* **Document text**
────────

|Diamond is forever…|
He was gunned down 70 years ago in an Albany rooming house, but Legs Diamond left behind a glamorous persona that has been harder to kill.
Note: The following article by A Small American City Host Duncan Crary first appeared in the September 2002 issue of Hudson Valley Magazine. It has been revised and edited, but all references to dates are relative to 2002.
THEY DUBBED HIM “LEGS” and the “Clay Pigeon.” They branded him a bootlegger, womanizer, gangster, and thug. He used the alias John Nolan.
“Nobody who knows him calls him anything but Jack,” wrote Pulitzer Prize-winning author William Kennedy in his 1975 novel, Legs.
Call him what you will. In his day Jack “Legs” Diamond was the most visible and glamorous gangster of them all, with a fashionable hat tipped rakishly askew and a swell wardrobe to match. On one arm was his faithful wife, Alice; on the other: the sassy redheaded actress-turned-gangster’s-girl Marion “Kiki Roberts” Strasmick.

────────

* **Stated goal 1**
Shorten the paragraph in the Legs Diamond article that begins "Call him what you will," keeping its main facts.
* **Stated goal 2**
Please return the passage of the Legs Diamond article starting at "Note: The following" and ending at "1975 novel, Legs.".
The rows have nothing to do with the Legs Diamond article.

────────

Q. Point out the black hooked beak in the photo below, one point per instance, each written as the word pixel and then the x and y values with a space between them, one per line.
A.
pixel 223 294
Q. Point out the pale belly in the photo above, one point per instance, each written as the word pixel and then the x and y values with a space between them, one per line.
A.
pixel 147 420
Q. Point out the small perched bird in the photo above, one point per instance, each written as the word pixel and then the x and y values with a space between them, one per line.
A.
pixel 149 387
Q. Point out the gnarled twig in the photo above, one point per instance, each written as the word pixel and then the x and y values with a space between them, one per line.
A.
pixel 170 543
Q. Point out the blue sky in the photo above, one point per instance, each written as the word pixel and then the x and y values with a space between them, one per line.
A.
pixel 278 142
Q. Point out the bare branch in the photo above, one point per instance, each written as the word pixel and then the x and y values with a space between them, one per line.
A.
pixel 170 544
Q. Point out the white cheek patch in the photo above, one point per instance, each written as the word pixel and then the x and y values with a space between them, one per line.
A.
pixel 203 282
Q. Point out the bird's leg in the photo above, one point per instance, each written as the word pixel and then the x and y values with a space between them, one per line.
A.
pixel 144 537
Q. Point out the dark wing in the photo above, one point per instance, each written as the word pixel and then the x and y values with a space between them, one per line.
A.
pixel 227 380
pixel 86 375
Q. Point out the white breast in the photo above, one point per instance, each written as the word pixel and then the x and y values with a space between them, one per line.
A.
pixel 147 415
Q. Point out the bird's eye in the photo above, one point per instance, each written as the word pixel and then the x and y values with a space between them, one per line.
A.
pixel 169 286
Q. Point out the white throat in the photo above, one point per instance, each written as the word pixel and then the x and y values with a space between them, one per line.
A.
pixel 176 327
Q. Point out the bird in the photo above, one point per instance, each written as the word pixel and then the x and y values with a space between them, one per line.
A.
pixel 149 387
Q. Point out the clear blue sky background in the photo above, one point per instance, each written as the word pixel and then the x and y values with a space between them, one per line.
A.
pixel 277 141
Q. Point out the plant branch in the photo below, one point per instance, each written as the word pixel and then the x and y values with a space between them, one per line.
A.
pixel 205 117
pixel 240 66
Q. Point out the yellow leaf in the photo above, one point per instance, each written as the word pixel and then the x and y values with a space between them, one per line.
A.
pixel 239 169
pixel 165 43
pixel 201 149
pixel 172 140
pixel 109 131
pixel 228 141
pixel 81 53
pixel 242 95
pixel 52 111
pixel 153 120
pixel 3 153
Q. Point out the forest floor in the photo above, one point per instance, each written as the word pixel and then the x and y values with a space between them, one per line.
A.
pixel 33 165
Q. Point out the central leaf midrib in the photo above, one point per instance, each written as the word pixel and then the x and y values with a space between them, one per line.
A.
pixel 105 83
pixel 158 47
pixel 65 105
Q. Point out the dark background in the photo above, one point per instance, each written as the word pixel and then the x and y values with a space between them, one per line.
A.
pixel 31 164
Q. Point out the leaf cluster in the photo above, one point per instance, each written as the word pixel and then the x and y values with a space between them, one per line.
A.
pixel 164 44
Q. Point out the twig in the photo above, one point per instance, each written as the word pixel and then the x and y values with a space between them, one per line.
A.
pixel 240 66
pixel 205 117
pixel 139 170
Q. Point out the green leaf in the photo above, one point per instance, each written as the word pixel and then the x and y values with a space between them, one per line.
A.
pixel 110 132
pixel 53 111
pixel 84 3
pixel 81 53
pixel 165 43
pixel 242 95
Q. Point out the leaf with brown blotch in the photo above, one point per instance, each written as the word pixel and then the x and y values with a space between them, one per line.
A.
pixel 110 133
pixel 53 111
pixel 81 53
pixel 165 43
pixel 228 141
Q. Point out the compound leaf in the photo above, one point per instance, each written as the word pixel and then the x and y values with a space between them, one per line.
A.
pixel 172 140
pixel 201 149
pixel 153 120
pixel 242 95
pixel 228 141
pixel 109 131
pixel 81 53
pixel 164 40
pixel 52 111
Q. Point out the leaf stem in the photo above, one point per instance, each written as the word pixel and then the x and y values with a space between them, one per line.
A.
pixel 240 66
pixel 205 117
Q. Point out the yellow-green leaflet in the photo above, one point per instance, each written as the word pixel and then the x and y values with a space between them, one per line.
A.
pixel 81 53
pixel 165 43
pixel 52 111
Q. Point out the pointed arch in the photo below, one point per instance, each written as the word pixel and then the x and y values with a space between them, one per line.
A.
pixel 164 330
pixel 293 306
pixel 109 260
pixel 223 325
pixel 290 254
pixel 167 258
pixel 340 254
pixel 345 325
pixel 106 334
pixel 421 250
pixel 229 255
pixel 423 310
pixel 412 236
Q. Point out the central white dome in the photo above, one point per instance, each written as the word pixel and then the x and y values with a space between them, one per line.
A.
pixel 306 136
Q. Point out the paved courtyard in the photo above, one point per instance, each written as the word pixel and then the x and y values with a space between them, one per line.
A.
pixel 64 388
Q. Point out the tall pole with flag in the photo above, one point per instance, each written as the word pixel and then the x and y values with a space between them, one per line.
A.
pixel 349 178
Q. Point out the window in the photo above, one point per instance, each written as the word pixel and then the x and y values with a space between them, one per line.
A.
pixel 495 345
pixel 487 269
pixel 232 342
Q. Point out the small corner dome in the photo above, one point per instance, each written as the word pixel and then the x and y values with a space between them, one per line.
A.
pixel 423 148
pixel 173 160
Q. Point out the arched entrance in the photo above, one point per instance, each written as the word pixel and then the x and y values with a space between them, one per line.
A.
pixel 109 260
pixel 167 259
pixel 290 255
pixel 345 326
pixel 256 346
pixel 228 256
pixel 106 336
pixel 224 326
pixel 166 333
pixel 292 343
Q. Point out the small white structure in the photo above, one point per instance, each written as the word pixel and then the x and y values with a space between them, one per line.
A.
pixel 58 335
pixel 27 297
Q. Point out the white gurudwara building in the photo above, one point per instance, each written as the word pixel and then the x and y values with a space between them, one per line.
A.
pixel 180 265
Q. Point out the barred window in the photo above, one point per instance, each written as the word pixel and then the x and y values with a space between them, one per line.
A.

────────

* **Expected answer 1**
Jack "Legs" Diamond was the most visible and glamorous gangster of his day, known for a rakishly tilted hat and a fine wardrobe. He appeared with his faithful wife, Alice, on one arm and the sassy redheaded actress-turned-gangster's-girl Marion "Kiki Roberts" Strasmick on the other.

* **Expected answer 2**
Note: The following article by A Small American City Host Duncan Crary first appeared in the September 2002 issue of Hudson Valley Magazine. It has been revised and edited, but all references to dates are relative to 2002.
THEY DUBBED HIM “LEGS” and the “Clay Pigeon.” They branded him a bootlegger, womanizer, gangster, and thug. He used the alias John Nolan.
“Nobody who knows him calls him anything but Jack,” wrote Pulitzer Prize-winning author William Kennedy in his 1975 novel, Legs.